Thread: SSI and 2PC

SSI and 2PC

From
"Kevin Grittner"
Date:
In going back through old emails to see what issues might have been
raised but not yet addressed for the SSI patch, I found the subject
issue described in a review by Jeff Davis here:
http://archives.postgresql.org/pgsql-hackers/2010-10/msg01159.php
I think this is already handled based on feedback from Heikki:
http://archives.postgresql.org/pgsql-hackers/2010-09/msg00789.php
Basically, the PREPARE TRANSACTION statement plays the same role for
the prepared transaction that COMMIT does for other transactions --
final conflict checking is done and the transaction becomes immune to
later serialization_failure rollback.  A transaction which starts
after PREPARE TRANSACTION executes is not considered to overlap with
the prepared transaction.
In Jeff's example, if the Session2 runs a query before Session1
executes PREPARE TRANSACTION, one of them will fail.  (I tested to
make sure.)
Does that sound sane, or is something else needed here?
-Kevin



Re: SSI and 2PC

From
"Kevin Grittner"
Date:
"Kevin Grittner" <Kevin.Grittner@wicourts.gov> wrote:
> In going back through old emails to see what issues might have
> been raised but not yet addressed for the SSI patch, I found the
> subject issue described in a review by Jeff Davis here:
>  
> http://archives.postgresql.org/pgsql-hackers/2010-10/msg01159.php
After reviewing the docs and testing things, I'm convinced that more
work is needed.  Because the transaction's writes aren't visible
until COMMIT PREPARED is run, and write-write conflicts are still
causing serialization failures after PREPARE TRANSACTION, some of
the work being done for SSI on PREPARE TRANSACTION needs to be moved
to COMMIT PREPARED.

Saved items:
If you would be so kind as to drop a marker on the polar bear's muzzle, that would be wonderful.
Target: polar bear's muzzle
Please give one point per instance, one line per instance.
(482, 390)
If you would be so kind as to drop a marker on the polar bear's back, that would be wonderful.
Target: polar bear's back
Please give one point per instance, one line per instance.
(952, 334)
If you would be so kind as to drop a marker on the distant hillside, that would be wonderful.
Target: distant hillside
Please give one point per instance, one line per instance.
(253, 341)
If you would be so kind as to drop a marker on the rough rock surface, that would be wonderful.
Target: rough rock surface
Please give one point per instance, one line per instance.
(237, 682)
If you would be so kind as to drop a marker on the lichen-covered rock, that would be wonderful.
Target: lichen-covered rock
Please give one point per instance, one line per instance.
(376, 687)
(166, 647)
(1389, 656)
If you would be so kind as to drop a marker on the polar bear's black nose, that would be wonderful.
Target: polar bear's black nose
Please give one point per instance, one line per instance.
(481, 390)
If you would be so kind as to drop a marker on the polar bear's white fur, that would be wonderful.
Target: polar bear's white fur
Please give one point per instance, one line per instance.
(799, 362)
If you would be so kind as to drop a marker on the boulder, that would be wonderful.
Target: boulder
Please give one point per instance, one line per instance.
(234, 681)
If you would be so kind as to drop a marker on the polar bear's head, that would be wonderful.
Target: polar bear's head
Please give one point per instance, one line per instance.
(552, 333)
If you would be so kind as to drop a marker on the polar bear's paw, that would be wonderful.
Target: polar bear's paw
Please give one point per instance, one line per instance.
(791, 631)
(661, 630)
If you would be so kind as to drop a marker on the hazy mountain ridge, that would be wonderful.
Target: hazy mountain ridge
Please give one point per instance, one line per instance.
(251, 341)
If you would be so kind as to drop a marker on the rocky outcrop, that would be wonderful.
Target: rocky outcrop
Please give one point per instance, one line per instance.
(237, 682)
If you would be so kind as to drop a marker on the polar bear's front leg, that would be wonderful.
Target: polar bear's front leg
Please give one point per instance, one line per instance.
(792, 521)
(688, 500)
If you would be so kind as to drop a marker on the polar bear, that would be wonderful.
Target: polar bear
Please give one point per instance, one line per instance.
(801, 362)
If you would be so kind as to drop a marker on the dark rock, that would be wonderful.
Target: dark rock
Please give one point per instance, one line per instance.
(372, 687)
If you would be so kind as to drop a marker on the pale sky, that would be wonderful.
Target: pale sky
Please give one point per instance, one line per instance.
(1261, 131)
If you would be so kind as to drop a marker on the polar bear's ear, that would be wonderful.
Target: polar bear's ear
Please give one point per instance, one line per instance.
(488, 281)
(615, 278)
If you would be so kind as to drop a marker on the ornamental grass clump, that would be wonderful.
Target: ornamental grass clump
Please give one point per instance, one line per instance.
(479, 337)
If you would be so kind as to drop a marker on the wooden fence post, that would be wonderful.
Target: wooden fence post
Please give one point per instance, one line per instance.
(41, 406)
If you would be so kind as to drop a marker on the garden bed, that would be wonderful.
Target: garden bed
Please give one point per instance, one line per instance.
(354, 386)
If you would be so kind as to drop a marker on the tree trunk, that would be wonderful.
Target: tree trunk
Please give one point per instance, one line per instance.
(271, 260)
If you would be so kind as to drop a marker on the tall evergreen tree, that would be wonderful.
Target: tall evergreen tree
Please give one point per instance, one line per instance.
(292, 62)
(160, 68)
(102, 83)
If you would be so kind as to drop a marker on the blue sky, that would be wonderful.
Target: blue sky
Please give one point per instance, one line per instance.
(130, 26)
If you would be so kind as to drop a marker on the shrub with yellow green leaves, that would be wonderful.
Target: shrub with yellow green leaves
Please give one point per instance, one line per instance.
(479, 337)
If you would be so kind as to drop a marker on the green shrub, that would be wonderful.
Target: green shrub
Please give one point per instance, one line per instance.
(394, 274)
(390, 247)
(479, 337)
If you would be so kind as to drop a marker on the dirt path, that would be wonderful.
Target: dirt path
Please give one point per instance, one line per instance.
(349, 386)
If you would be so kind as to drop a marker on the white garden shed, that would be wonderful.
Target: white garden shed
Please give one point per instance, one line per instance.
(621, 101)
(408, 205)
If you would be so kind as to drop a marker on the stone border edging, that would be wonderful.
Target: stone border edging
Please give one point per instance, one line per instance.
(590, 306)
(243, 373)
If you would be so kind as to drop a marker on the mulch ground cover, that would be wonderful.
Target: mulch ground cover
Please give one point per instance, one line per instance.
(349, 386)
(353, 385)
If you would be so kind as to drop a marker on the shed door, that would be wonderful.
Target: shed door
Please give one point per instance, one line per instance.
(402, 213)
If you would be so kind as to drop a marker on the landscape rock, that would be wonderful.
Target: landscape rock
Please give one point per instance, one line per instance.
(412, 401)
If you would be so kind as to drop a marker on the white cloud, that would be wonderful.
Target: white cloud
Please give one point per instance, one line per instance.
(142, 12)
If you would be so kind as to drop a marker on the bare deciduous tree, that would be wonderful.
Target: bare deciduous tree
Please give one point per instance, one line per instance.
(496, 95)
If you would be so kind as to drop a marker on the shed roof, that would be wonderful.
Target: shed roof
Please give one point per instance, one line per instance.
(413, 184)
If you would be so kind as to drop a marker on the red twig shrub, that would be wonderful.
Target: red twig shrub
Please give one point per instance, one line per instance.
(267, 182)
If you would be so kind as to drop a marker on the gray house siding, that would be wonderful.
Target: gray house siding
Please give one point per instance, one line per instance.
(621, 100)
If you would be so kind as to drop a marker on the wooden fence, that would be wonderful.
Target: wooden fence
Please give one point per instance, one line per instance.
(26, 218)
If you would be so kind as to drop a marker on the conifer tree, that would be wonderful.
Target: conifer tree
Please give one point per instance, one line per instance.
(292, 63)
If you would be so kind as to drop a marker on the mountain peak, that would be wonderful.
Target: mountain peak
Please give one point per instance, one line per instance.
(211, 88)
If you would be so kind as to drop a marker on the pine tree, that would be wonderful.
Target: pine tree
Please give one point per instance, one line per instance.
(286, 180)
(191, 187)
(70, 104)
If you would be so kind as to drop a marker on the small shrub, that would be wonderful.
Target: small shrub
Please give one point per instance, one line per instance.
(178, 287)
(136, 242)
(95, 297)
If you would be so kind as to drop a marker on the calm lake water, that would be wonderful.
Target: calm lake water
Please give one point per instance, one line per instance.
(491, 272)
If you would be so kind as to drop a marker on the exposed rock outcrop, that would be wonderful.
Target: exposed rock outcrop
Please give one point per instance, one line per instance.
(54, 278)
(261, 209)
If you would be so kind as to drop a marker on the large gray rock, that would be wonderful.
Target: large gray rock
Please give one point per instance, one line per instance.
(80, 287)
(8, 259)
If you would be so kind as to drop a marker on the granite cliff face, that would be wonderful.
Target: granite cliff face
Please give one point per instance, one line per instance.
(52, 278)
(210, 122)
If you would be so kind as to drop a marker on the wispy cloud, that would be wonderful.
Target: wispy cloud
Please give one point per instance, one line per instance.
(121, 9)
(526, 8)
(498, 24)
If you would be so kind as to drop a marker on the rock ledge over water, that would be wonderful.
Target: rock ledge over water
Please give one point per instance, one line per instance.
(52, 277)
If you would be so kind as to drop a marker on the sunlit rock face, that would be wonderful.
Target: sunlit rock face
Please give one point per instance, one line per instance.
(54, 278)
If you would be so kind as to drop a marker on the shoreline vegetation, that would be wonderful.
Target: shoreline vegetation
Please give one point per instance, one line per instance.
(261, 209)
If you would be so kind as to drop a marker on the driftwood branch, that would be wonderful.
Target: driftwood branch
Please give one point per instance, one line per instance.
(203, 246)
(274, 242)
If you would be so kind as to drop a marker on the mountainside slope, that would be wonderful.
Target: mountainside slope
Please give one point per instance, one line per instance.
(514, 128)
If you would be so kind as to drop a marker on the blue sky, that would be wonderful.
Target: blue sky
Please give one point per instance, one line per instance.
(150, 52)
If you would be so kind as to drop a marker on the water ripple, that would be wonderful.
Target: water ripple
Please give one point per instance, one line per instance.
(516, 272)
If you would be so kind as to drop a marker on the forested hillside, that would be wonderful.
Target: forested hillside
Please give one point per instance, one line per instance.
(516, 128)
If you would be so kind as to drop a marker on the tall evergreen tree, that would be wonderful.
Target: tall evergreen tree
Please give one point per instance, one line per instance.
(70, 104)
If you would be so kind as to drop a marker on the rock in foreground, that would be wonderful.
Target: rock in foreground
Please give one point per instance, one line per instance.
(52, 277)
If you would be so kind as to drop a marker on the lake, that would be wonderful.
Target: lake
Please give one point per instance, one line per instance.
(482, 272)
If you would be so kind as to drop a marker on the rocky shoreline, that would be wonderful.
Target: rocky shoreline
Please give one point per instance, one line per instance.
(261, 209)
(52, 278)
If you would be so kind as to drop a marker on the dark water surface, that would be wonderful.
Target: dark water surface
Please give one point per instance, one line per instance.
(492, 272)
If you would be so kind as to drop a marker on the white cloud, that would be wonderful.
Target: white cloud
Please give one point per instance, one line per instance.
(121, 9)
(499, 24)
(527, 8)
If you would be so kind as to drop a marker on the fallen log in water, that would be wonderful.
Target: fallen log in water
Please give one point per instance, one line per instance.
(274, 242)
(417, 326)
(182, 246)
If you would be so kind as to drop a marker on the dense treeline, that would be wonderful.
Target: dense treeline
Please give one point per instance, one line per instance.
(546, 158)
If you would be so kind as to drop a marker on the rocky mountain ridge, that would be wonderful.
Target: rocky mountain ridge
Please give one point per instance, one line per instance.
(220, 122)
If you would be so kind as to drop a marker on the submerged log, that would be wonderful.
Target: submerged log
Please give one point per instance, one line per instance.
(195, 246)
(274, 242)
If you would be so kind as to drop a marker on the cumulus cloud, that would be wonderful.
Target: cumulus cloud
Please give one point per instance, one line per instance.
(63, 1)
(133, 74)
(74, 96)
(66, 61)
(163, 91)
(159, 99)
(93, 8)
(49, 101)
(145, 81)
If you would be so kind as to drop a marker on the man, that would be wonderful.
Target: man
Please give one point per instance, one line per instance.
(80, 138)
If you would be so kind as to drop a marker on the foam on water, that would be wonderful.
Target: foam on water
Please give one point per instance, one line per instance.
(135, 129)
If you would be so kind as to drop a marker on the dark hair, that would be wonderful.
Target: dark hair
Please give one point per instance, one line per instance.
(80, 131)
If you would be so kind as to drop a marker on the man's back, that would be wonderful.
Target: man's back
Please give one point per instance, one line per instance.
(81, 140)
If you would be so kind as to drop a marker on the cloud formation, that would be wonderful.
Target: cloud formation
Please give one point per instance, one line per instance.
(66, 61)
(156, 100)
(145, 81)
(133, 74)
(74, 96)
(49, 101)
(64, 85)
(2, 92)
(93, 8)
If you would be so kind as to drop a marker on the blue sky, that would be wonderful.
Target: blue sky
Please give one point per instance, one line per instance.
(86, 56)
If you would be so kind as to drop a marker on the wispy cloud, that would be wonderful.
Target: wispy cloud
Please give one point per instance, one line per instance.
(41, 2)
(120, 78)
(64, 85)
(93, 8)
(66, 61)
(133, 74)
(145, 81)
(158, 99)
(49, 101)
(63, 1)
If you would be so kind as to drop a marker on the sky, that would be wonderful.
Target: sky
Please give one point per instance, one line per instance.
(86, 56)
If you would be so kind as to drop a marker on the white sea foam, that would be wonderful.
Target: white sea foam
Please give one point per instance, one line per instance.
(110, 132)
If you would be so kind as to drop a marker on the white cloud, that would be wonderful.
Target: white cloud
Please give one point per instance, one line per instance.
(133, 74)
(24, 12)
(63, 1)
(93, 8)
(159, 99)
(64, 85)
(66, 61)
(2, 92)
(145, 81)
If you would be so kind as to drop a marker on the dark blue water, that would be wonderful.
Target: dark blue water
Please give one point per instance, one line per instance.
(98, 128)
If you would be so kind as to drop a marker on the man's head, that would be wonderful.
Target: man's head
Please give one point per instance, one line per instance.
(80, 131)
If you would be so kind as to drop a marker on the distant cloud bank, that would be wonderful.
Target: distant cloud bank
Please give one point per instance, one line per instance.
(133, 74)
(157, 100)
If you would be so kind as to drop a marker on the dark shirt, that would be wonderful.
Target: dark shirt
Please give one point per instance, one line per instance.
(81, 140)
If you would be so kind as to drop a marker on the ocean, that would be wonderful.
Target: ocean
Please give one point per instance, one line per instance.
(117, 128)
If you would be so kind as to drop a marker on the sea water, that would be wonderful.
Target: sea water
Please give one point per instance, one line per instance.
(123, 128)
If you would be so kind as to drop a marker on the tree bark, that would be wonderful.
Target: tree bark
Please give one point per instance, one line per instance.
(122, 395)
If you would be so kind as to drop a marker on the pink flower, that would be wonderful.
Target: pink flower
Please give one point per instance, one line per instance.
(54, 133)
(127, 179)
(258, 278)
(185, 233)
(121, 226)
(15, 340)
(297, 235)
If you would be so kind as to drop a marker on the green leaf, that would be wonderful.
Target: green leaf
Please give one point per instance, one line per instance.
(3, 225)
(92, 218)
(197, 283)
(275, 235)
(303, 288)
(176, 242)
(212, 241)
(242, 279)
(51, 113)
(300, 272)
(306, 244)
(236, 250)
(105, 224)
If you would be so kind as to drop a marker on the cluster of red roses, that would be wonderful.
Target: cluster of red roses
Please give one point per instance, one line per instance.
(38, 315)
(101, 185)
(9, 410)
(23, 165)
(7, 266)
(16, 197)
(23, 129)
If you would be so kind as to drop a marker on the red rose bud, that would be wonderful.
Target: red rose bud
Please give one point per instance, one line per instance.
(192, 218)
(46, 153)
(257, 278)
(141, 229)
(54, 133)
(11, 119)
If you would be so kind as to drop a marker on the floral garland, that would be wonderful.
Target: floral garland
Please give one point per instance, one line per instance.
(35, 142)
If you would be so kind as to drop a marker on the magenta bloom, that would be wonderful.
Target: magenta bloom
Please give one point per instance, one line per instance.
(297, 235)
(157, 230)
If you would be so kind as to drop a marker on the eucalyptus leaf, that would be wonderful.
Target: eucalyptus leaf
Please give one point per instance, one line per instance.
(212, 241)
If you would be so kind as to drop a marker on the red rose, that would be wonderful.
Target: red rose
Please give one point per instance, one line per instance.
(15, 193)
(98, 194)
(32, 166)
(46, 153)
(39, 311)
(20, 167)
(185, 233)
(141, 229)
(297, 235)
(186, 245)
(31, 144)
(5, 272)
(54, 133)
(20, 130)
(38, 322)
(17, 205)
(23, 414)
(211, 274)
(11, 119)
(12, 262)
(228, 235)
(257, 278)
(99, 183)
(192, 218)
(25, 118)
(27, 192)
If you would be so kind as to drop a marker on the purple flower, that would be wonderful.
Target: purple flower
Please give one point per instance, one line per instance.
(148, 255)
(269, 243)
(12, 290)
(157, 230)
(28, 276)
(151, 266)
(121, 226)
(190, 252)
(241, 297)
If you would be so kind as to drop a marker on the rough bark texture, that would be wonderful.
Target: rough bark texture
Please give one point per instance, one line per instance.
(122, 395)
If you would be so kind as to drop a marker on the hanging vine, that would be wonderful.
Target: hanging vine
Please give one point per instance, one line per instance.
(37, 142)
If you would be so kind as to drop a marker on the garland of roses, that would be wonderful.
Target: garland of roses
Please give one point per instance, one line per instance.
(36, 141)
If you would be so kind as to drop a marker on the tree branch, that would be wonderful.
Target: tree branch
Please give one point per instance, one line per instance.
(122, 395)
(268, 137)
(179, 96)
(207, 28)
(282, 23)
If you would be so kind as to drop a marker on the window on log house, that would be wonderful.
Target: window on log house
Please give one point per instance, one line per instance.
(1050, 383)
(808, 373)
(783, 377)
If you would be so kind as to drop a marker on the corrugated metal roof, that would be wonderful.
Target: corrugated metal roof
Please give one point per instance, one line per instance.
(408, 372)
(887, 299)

> Complete the following
A: Return the part of the SSI and 2PC thread between "In Jeff's example, if" and "else needed here?", inclusive.
B: Answer these questions from the SSI and 2PC thread:
(i) Whose review described the issue named in the subject?
(ii) In the example from that review, what happens if Session2 runs a query before Session1 executes PREPARE TRANSACTION?
(iii) Which command has to run before the transaction's writes become visible?
Rely only on the thread for what comes next.

> Completed exercise
A:
In Jeff's example, if the Session2 runs a query before Session1
executes PREPARE TRANSACTION, one of them will fail.  (I tested to
make sure.)
Does that sound sane, or is something else needed here?

B:
(i) Jeff Davis
(ii) One of the two sessions will fail.
(iii) COMMIT PREPARED